Liberty Matters News Service

April 2, 2002

Klamath Water Flows

Water began flowing last Friday at the Klamath Basin A Canal while Secretaries Gale Norton and Ann Veneman watched.  “We’ve come to understand and know the needs of agriculture in this valley,” said Norton, but she said “we have to find ways to balance the needs of the ecosystem and of people.”  Water was restored after a draft report by the National Academy of Sciences concluded that the shutoff was unwarranted.  Even the U.S. Fish and Wildlife Service issued its final biological opinion concluding that allowing the water to flow wasn’t likely to jeopardize suckers or bald eagles.  However, they did require a fish screen be installed in front of the headgates to keep suckers from being drawn into the canal system.  Because of this fiasco, Congress is now looking at including aid in the farm bill for Klamath farmers. 
The Water is Flowing, But Questions Remain

 

Bush Cuts Peru a ‘Conservation for Debt’ Deal 

President Bush marched through Latin America, last week, waving money and promises, saying the United States has an “obligation to help poor nations.”  During his stop in Peru, the President revealed an agreement whereby the United States would cancel a portion of its debt in exchange for the Peruvian government’s promise to conserve and maintain wildlife refuges.  “President Toledo and I have agreed to renew discussions on a bilateral investment (spending) treaty, and to complete a debt-for-nature agreement, to help Peru reduce debt payments while it protects its biodiversity,” Bush said.  Non-government agencies including Conservation International, The Nature Conservancy, and the World Wildlife Fund will contribute $1.1 million and the United States will provide $5.5 million to cancel a portion of Peru’s debt to the United States.  The debt-for-nature program is authorized under the “Tropical Forest Conservation Act,” and will enable Peru to establish parks, protected areas and reserves - just what a small country that is struggling with poverty needs. Peru Trades Debt (pdf - 3pgs.)
Debt for Nature (pdf - 2pgs.)

 

“Creation Care,” a New Environmental Effort

The Sierra Club has formed an alliance with individuals from the Catholic, Protestant, Jewish and Evangelical Christian religions, called the National Council of Churches, to start a grassroots campaign in 21 states.  Evangelical churches are calling it “creation care,” but other religious leaders remain suspicious of environmentalists as “nature worshippers.”  The Sierra Club claims that “ecotheology” is the fastest growing Christian ministry in the country, where followers worship God’s creation as opposed to the Creator.  One leader of the Orthodox Christian Church said in 1997:  “To commit a crime against the natural world is a sin.”  Find out by asking your kids and your Sunday school teachers what they are teaching in class. 

 

Administration Tackles Critical Habitat

The Bush Administration is asking the Western federal courts to rescind the designation of millions of acres of critical habitat for endangered species.  The request comes on the heels of a series of discoveries of falsified data in the national lynx survey, along with findings of a scientific review board that faulty information about endangered fish brought about the calamity in the Klamath Basin, and Forest Service officials were exposed as having used faulty data of spotted owl habitat to deny timber sales in California forests.  A Federal Claims Court judge ordered the government to pay Wetsel-Oviatt Lumber Company $9.5 million for four canceled sales.  Judge Lawrence S. Margolis said the Forest Service action was “arbitrary, capricious and without rational basis.”  In another case, the Washington Times reported the National Marine Fisheries Service “agreed to rescind critical habitat designations for 19 West Coast salmon and steelhead populations” after the National Association of Home Builders produced a memo showing there was no habitat analysis performed.  The memo read in part:  “When we make critical habitat designations, we just designate everything as critical, without an analysis of how much habitat” is needed, said a high-level government official.  The Bush administration says critical habitat for whip snakes, salmon, Mexican spotted owl and others must be rescinded because there were no economic analyses performed.

> _Task details_:
In the news digest above, why did the U.S. Fish and Wildlife Service require a fish screen in front of the headgates at the Klamath Basin A Canal?

Point localization data:
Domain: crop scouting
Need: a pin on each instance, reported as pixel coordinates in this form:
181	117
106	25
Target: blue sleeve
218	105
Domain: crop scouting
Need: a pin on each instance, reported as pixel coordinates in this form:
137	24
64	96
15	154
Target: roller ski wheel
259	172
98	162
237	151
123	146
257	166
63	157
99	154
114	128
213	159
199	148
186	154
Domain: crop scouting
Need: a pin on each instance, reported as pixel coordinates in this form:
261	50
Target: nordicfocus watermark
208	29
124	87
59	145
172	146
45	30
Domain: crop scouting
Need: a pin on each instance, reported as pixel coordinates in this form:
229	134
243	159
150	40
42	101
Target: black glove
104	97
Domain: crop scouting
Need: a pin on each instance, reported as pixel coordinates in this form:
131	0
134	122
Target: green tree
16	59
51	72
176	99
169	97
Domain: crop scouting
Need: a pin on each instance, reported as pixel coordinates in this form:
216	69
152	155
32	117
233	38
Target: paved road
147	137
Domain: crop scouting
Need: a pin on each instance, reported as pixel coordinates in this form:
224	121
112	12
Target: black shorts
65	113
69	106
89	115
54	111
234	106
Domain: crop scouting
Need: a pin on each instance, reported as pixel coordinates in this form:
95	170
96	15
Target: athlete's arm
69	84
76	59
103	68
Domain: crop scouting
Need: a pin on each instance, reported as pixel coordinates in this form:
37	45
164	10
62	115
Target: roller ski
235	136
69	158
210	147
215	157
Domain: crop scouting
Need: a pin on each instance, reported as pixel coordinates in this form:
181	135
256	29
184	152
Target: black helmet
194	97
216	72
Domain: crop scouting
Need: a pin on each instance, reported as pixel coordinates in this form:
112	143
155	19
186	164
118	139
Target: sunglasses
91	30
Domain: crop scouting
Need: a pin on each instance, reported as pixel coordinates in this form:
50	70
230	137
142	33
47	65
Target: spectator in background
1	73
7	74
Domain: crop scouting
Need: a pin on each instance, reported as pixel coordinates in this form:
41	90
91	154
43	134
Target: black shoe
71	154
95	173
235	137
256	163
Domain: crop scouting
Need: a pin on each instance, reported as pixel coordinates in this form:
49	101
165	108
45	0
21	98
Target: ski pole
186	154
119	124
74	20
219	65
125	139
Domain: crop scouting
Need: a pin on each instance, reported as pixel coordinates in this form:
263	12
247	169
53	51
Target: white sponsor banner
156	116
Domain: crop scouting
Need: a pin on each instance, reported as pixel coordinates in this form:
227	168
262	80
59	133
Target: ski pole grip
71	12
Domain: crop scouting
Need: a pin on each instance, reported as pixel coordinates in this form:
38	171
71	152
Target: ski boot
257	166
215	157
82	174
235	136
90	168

> _Solution to this problem_:
The screen was required to keep suckers from being drawn into the canal system. The agency did conclude that letting the water flow was unlikely to jeopardize suckers or bald eagles, but it still required the screen.